[TASK PROMPT] Copy every line, leaving nothing out and adding nothing.

* begin *

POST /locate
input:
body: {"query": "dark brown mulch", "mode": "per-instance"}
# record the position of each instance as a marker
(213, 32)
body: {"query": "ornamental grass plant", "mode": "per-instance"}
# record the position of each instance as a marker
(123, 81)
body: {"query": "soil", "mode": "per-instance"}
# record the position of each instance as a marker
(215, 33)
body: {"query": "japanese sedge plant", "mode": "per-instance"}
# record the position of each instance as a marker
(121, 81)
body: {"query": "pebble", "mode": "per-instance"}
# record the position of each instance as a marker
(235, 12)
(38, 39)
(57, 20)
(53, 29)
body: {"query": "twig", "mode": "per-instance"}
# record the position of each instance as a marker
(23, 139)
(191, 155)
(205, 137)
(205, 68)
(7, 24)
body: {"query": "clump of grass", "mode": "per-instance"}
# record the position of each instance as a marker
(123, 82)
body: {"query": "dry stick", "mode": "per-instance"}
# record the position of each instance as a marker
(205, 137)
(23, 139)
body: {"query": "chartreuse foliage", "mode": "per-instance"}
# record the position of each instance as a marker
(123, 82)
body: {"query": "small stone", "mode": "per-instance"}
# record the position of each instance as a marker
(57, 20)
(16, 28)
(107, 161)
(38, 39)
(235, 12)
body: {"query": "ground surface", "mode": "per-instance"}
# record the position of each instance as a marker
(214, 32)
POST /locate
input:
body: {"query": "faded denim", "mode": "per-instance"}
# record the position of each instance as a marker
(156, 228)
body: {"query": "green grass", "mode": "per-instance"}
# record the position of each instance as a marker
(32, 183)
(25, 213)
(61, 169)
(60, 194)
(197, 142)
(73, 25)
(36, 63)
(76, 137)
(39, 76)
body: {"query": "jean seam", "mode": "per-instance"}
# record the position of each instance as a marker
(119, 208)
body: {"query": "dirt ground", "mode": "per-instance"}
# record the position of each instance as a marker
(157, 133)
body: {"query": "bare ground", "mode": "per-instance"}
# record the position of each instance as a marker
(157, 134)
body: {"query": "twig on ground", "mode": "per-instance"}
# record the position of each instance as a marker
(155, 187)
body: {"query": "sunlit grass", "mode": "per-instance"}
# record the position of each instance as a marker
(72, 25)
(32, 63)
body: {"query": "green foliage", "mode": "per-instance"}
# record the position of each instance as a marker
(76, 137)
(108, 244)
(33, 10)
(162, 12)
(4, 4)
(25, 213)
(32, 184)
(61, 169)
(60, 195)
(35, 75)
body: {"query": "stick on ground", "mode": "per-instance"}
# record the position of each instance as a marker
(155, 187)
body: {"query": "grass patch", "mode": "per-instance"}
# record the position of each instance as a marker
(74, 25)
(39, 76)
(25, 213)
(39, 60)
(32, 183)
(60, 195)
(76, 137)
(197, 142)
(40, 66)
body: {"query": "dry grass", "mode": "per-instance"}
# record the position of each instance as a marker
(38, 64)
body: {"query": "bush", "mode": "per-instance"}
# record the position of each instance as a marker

* end *

[ANSWER TO THIS PROBLEM]
POST /locate
input:
body: {"query": "dark brown mulch", "mode": "per-instance"}
# record the position of each instance as a marker
(213, 32)
body: {"query": "ornamental grass plant", "mode": "per-instance"}
# record the position of each instance as a marker
(123, 81)
body: {"query": "soil", "mode": "per-instance"}
# record the position of each instance as a marker
(215, 33)
body: {"query": "japanese sedge plant", "mode": "per-instance"}
# record the position of each instance as a marker
(121, 81)
body: {"query": "pebble", "mode": "per-instance"}
# record the position of each instance as a marker
(235, 12)
(38, 39)
(57, 20)
(53, 29)
body: {"query": "twig", "mode": "per-instance"}
# record the position of each instance as a marker
(23, 139)
(191, 155)
(205, 137)
(205, 68)
(7, 24)
body: {"query": "clump of grass", "mode": "per-instance"}
# record the position of each instance as a marker
(123, 82)
body: {"query": "dry stick", "mode": "per-instance"}
# record the position of each instance as a marker
(205, 137)
(23, 139)
body: {"query": "chartreuse foliage", "mode": "per-instance"}
# record the position of each instance as a marker
(123, 82)
body: {"query": "small stone", "mode": "per-instance"}
# record the position of each instance as a marker
(57, 20)
(16, 28)
(107, 161)
(38, 39)
(235, 12)
body: {"query": "ground surface", "mode": "per-instance"}
# record the position of each instance as a marker
(214, 32)
POST /locate
input:
body: {"query": "faded denim", "mode": "per-instance"}
# record the position of each instance as a marker
(156, 228)
body: {"query": "green grass", "mode": "per-instance"}
# record the position of each instance as a marker
(32, 183)
(25, 213)
(61, 169)
(60, 194)
(197, 142)
(73, 25)
(36, 63)
(76, 137)
(39, 76)
body: {"query": "jean seam", "mode": "per-instance"}
# record the position of each instance as a marker
(119, 208)
body: {"query": "dirt ground", "mode": "per-instance"}
# record the position of each instance as a marker
(157, 133)
body: {"query": "bare ground", "mode": "per-instance"}
# record the position of each instance as a marker
(157, 134)
body: {"query": "twig on ground", "mode": "per-instance"}
# record the position of each instance as a marker
(155, 187)
body: {"query": "sunlit grass", "mode": "per-instance"}
# record the position of each instance as a marker
(72, 25)
(32, 63)
body: {"query": "green foliage", "mode": "per-instance"}
# record the position of each instance as a marker
(76, 137)
(108, 244)
(33, 10)
(162, 12)
(4, 4)
(25, 213)
(32, 184)
(61, 169)
(60, 195)
(35, 75)
body: {"query": "stick on ground", "mode": "per-instance"}
# record the position of each instance as a marker
(155, 187)
body: {"query": "grass patch", "mode": "per-instance"}
# record the position of each instance as a marker
(74, 25)
(39, 76)
(25, 213)
(39, 60)
(32, 183)
(60, 195)
(76, 137)
(197, 142)
(40, 66)
body: {"query": "dry grass", "mode": "per-instance"}
# record the position of each instance as a marker
(38, 64)
body: {"query": "bush", "mode": "per-instance"}
# record the position of each instance as a marker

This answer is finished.